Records
□ □ □ □

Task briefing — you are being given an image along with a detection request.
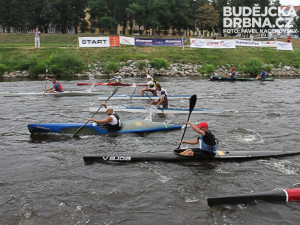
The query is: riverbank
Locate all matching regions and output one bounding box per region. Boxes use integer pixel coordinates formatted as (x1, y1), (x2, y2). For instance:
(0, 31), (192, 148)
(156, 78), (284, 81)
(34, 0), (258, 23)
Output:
(0, 34), (300, 78)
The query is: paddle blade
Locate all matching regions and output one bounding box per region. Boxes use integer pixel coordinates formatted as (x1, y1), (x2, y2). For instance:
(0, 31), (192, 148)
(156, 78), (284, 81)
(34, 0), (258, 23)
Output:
(189, 95), (197, 113)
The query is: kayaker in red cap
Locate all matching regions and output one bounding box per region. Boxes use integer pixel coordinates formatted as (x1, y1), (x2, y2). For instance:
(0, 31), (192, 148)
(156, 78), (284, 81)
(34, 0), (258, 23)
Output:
(180, 120), (219, 156)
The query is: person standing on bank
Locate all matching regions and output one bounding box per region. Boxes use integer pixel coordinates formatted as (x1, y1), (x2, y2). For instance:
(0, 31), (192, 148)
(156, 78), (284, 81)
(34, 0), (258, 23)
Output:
(256, 68), (267, 80)
(89, 103), (121, 131)
(34, 28), (41, 48)
(180, 120), (219, 156)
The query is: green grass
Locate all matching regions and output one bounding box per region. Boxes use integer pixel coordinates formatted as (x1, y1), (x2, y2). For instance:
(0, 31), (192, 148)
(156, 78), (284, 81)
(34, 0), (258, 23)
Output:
(0, 34), (300, 76)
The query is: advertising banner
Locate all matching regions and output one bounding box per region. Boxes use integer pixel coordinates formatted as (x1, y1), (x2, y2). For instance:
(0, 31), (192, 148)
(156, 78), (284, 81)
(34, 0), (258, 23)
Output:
(235, 40), (262, 47)
(109, 36), (120, 47)
(277, 41), (293, 51)
(262, 41), (277, 48)
(78, 37), (109, 48)
(120, 36), (134, 45)
(191, 38), (236, 48)
(135, 38), (182, 46)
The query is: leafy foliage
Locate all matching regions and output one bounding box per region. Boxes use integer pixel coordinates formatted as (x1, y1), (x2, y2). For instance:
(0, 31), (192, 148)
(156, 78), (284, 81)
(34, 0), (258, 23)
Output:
(198, 64), (216, 74)
(150, 58), (170, 70)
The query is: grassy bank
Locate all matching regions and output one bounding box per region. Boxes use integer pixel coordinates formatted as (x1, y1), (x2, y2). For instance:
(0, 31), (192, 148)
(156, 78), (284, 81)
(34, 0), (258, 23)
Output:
(0, 34), (300, 77)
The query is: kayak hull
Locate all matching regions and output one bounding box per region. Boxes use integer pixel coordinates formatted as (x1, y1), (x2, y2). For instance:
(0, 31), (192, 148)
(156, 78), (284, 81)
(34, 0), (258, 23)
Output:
(98, 94), (200, 100)
(89, 105), (222, 114)
(209, 75), (275, 82)
(207, 188), (300, 206)
(3, 91), (103, 97)
(77, 82), (132, 86)
(83, 149), (300, 164)
(28, 119), (181, 135)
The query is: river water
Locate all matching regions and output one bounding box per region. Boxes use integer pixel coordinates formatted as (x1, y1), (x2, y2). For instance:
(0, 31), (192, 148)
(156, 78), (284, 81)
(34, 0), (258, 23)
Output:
(0, 77), (300, 225)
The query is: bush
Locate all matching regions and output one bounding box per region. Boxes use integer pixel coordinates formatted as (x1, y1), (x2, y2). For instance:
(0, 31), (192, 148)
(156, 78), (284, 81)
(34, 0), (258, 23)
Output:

□ □ □ □

Your task
Could you give the lines starting at the one that contains "The query is: kayaker in red cap" and ending at the one that contains "(0, 34), (300, 76)" as a numbered list, with any blank lines left out?

Exercise response
1. The query is: kayaker in red cap
2. Locate all matching regions and output one bounding box per region. Boxes use integer pixel coordinates formatted as (x1, y1), (x2, y2). For instance:
3. (0, 31), (192, 148)
4. (156, 78), (284, 81)
5. (34, 0), (258, 23)
6. Output:
7. (180, 120), (219, 156)
8. The query is: person standing on bank
9. Locate all matching regions and output one bounding box per region. Boxes use integer pixel coordinates formatted as (x1, y1), (x2, y2). For instance:
10. (0, 31), (192, 148)
11. (156, 78), (284, 81)
12. (34, 0), (258, 23)
13. Output:
14. (256, 68), (267, 80)
15. (89, 103), (121, 131)
16. (34, 28), (41, 48)
17. (180, 120), (219, 156)
18. The query is: green grass
19. Locate all matching regions and output one bounding box per region. Boxes use integer pixel coordinates formatted as (x1, y1), (x2, y2). For instance:
20. (0, 31), (192, 148)
21. (156, 78), (284, 81)
22. (34, 0), (258, 23)
23. Output:
24. (0, 34), (300, 76)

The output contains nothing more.